I agree that the top 3 are straightforward and seem likely to be
beneficial. Translation is definitely very hard, and finding
license-compatible libraries that are effective enough and cover enough
languages seems daunting. And speed might also be a big concern. Given the
scope of non-English queries on enwiki, I don't think it's worth it right
now.

The last one is new to me. I kinda like it in theory, though I'll have to
mull it over for a while. Could we test it without building the combined
index if that's prohibitive by running intitle queries or some such against
the top N likely useful indexes and seeing what hit rate we get?

Trey Jones
Software Engineer, Discovery
Wikimedia Foundation

On Wed, Nov 4, 2015 at 3:07 PM, Erik Bernhardson <[email protected]
> wrote:

> Taking the above into consideration and reviewing what we have in the
> brainstorming session, the set of idea seems to be the following:
>
> Do language detection on more than just zero result queries, how about
> queries that only return 1 or 2 results
>
>    - Seems useful and doable, but will only effect satisfaction and not
>    the zero result rate. Still possibly worthwhile.

--- --- ---

ACTIONS TO TAKE -
#1 Copy the search-ideas email word for word, starting at the words "On Wed, Nov" and ending after "Still possibly worthwhile.".
#2 In the search-ideas email, which queries besides zero result queries are proposed for language detection?
#3 Continue the search-ideas email from its last line.

RAW DATA -
--- --- ---

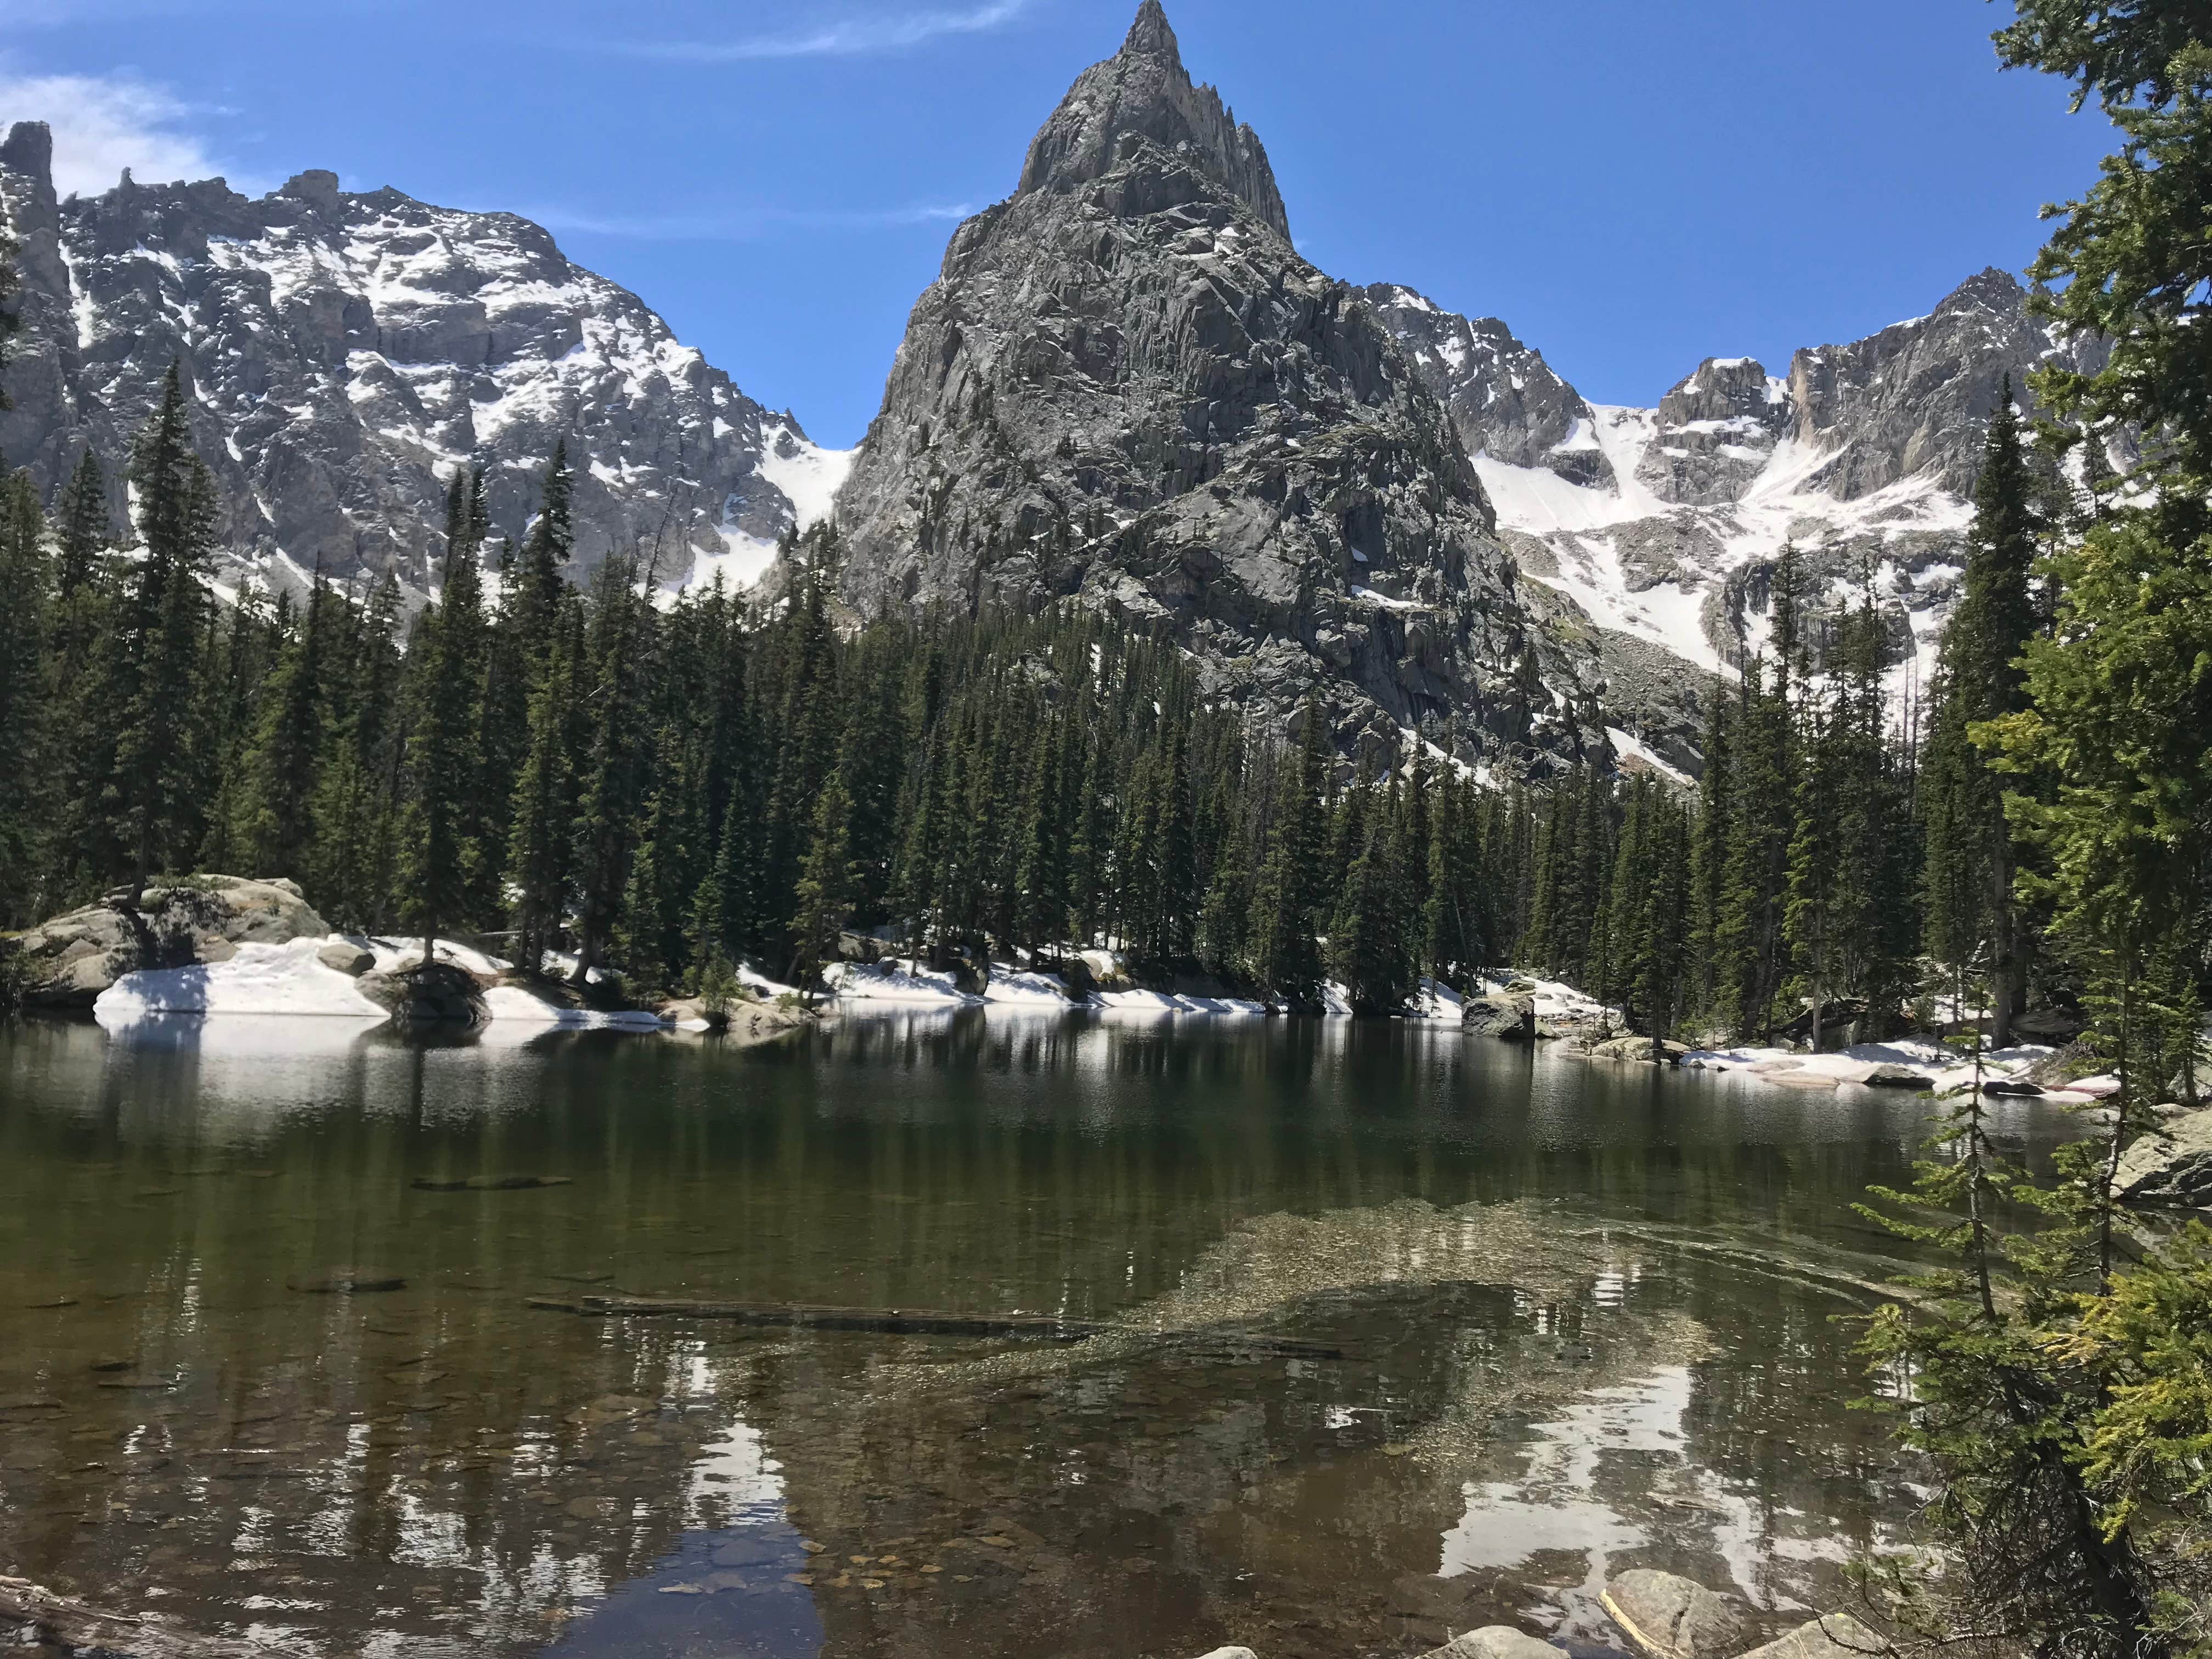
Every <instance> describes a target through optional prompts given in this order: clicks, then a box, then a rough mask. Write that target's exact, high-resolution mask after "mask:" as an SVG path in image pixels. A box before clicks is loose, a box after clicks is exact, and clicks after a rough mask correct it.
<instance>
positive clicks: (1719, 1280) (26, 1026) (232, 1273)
mask: <svg viewBox="0 0 2212 1659" xmlns="http://www.w3.org/2000/svg"><path fill="white" fill-rule="evenodd" d="M493 1031H495V1026H493ZM1931 1110H1933V1108H1931V1102H1929V1097H1924V1095H1900V1093H1880V1091H1871V1088H1860V1086H1845V1088H1840V1091H1836V1093H1834V1095H1829V1093H1807V1091H1801V1088H1798V1091H1790V1088H1776V1086H1772V1084H1765V1082H1761V1079H1756V1077H1747V1075H1719V1073H1674V1071H1659V1068H1650V1066H1632V1064H1613V1062H1593V1060H1582V1057H1575V1055H1564V1053H1555V1051H1553V1048H1551V1046H1544V1048H1540V1051H1535V1053H1531V1051H1528V1048H1522V1046H1515V1044H1504V1042H1495V1040H1489V1037H1471V1035H1462V1033H1460V1031H1458V1029H1455V1026H1442V1024H1433V1026H1431V1024H1418V1022H1365V1020H1358V1022H1354V1020H1206V1018H1175V1020H1126V1018H1110V1015H1048V1013H1046V1015H1020V1013H1018V1015H1006V1013H1002V1011H995V1009H993V1011H989V1013H984V1011H962V1013H936V1011H927V1013H887V1015H845V1018H838V1020H832V1022H825V1024H821V1026H816V1029H807V1031H801V1033H794V1035H792V1037H785V1040H781V1042H772V1044H763V1046H732V1044H726V1042H721V1040H712V1037H686V1035H646V1037H639V1035H622V1033H595V1031H584V1033H549V1035H535V1037H533V1040H529V1042H504V1044H502V1042H498V1040H495V1037H493V1035H491V1033H487V1035H484V1037H482V1040H469V1042H458V1044H422V1042H407V1040H403V1037H398V1035H392V1033H387V1031H361V1029H356V1026H349V1024H343V1022H327V1020H248V1018H232V1020H217V1022H192V1020H184V1022H159V1020H155V1022H148V1024H142V1026H131V1029H124V1031H113V1033H111V1031H102V1029H97V1026H93V1024H60V1022H18V1024H9V1026H0V1573H13V1575H22V1577H29V1579H35V1582H40V1584H44V1586H49V1588H53V1590H60V1593H69V1595H77V1597H82V1599H86V1601H93V1604H97V1606H104V1608H111V1610H133V1613H155V1615H161V1617H164V1619H175V1621H177V1626H179V1628H190V1630H199V1632H208V1635H232V1637H241V1635H252V1637H263V1639H272V1641H281V1644H283V1646H288V1648H292V1650H296V1652H319V1655H378V1657H389V1659H398V1657H403V1655H405V1657H407V1659H414V1657H416V1655H456V1657H458V1655H531V1652H542V1655H560V1657H562V1659H586V1657H593V1659H597V1657H602V1655H604V1657H608V1659H611V1657H615V1655H622V1657H624V1659H630V1657H657V1655H765V1657H774V1659H810V1657H812V1655H838V1657H843V1655H854V1657H858V1655H900V1659H907V1657H911V1655H920V1657H936V1655H962V1657H967V1655H982V1657H993V1655H1009V1657H1013V1655H1024V1657H1026V1655H1099V1657H1106V1655H1113V1657H1115V1659H1139V1657H1148V1655H1150V1657H1159V1659H1190V1657H1192V1655H1201V1652H1206V1650H1208V1648H1214V1646H1219V1644H1232V1641H1234V1644H1245V1646H1252V1648H1254V1650H1256V1652H1259V1655H1261V1659H1307V1657H1312V1659H1345V1657H1349V1655H1413V1652H1420V1650H1425V1648H1431V1646H1436V1644H1440V1641H1442V1639H1444V1637H1447V1635H1451V1632H1458V1630H1467V1628H1473V1626H1480V1624H1520V1626H1522V1628H1528V1630H1535V1632H1546V1635H1551V1637H1553V1639H1555V1641H1559V1644H1562V1646H1566V1648H1568V1650H1571V1652H1582V1655H1588V1652H1597V1650H1606V1648H1610V1646H1615V1644H1617V1641H1619V1637H1617V1635H1615V1632H1613V1626H1610V1624H1608V1621H1606V1617H1604V1613H1601V1610H1599V1606H1597V1593H1599V1588H1601V1584H1604V1577H1606V1575H1608V1573H1617V1571H1621V1568H1626V1566H1659V1568H1668V1571H1677V1573H1686V1575H1690V1577H1697V1579H1701V1582H1705V1584H1710V1586H1714V1588H1725V1590H1734V1593H1736V1595H1741V1597H1745V1599H1747V1601H1750V1604H1752V1606H1754V1608H1759V1610H1761V1613H1763V1615H1765V1617H1770V1619H1772V1624H1774V1628H1783V1626H1787V1624H1796V1621H1801V1619H1803V1617H1807V1615H1805V1613H1803V1608H1812V1606H1838V1604H1843V1597H1845V1595H1847V1590H1845V1586H1843V1568H1845V1564H1847V1562H1849V1559H1854V1555H1858V1553H1860V1551H1865V1548H1869V1546H1882V1544H1898V1542H1905V1540H1907V1537H1909V1526H1911V1513H1913V1509H1916V1504H1918V1498H1916V1484H1913V1478H1916V1471H1913V1469H1911V1467H1907V1462H1905V1460H1902V1458H1900V1455H1898V1453H1896V1451H1893V1449H1891V1444H1889V1425H1887V1422H1885V1420H1882V1416H1880V1413H1878V1411H1865V1409H1854V1400H1856V1398H1860V1396H1867V1394H1869V1391H1871V1385H1869V1383H1867V1378H1865V1374H1863V1369H1860V1365H1858V1360H1856V1356H1854V1352H1851V1347H1854V1329H1851V1325H1849V1323H1847V1321H1849V1316H1851V1314H1863V1312H1867V1310H1869V1307H1874V1305H1876V1303H1878V1301H1880V1285H1882V1283H1887V1281H1891V1279H1893V1276H1896V1274H1898V1272H1900V1270H1905V1265H1907V1263H1905V1259H1902V1248H1900V1245H1898V1243H1896V1241H1893V1239H1889V1237H1887V1234H1882V1232H1880V1230H1878V1228H1874V1225H1871V1223H1867V1221H1865V1219H1860V1217H1858V1214H1856V1212H1854V1210H1851V1206H1854V1201H1858V1199H1860V1197H1863V1194H1865V1188H1867V1186H1869V1183H1874V1181H1887V1183H1896V1181H1905V1179H1909V1161H1911V1157H1913V1155H1916V1150H1918V1141H1920V1137H1922V1126H1924V1121H1927V1119H1929V1115H1931ZM1997 1124H2000V1137H2002V1139H2004V1141H2006V1144H2008V1146H2011V1148H2015V1150H2024V1152H2035V1150H2042V1148H2046V1146H2051V1144H2055V1141H2057V1139H2062V1137H2064V1135H2066V1119H2064V1115H2062V1113H2057V1110H2051V1108H2046V1106H2035V1104H2033V1102H2004V1104H2002V1108H2000V1119H1997ZM347 1285H352V1290H347ZM593 1296H648V1298H688V1301H712V1303H741V1305H750V1307H768V1310H776V1307H843V1310H867V1312H872V1314H883V1316H885V1318H880V1321H874V1323H869V1321H867V1318H863V1321H845V1323H847V1325H858V1327H856V1329H847V1327H825V1325H821V1323H812V1325H810V1323H796V1325H794V1323H776V1321H770V1323H741V1321H734V1318H714V1316H695V1314H604V1312H595V1303H593V1301H591V1298H593ZM891 1310H905V1312H911V1310H929V1312H940V1314H978V1316H1009V1314H1026V1316H1037V1323H1040V1325H1042V1323H1044V1321H1060V1323H1064V1325H1066V1329H1011V1332H1000V1329H987V1327H978V1332H953V1334H947V1332H942V1329H938V1332H902V1329H896V1325H898V1321H896V1318H889V1312H891ZM1099 1327H1106V1329H1099ZM1084 1332H1088V1334H1084ZM1792 1613H1794V1615H1796V1617H1792Z"/></svg>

--- --- ---

RESULTS OF THE TASKS -
#1
On Wed, Nov 4, 2015 at 3:07 PM, Erik Bernhardson <[email protected]
> wrote:

> Taking the above into consideration and reviewing what we have in the
> brainstorming session, the set of idea seems to be the following:
>
> Do language detection on more than just zero result queries, how about
> queries that only return 1 or 2 results
>
>    - Seems useful and doable, but will only effect satisfaction and not
>    the zero result rate. Still possibly worthwhile.

#2 Queries that only return 1 or 2 results.

#3
>
>
>    - This should be relatively easy to test with relevancy lab
>
>
>    1. Determine the language to search in via something other than
>    language detection (headers, geolocation, etc)
>
>
>    - Working up a couple heuristics wouldn't be too hard. The webrequests
>    table in hive has the accept language header and geolocation info as well
>    as the query string, so we could extract a set of queries to test with
>
>
>    1. Integrate wikidata search
>
>
>    - This looks to be https://en.wikipedia.org/wiki/MediaWiki:Wdsearch.js
>
>
>    - We could integrate that more directly, can't be tested by relevancy
>    lab. It is basically just an additional set of results below the existing
>    results.
>
>
>    - Would need a significant cleanup to pass code review, but it's not
>    particularly hard to do
>
>
>    1. Translate the query from the provided language into the language of
>    the wiki being searched on
>
>
>    - This seems "very hard".  Not only do we have to correctly detect the
>    language the user input, but then we have to translate that into a second
>    language
>
>
>    - The CX service might be able to provide us a translation endpoint
>    that works with whatever they are currently using, but will likely have
>    high latency. Our inability (currently) to do async requests in php makes
>    it harder to hide that latency.
>
> Build an index that contains the titles from all wikis, but not much else.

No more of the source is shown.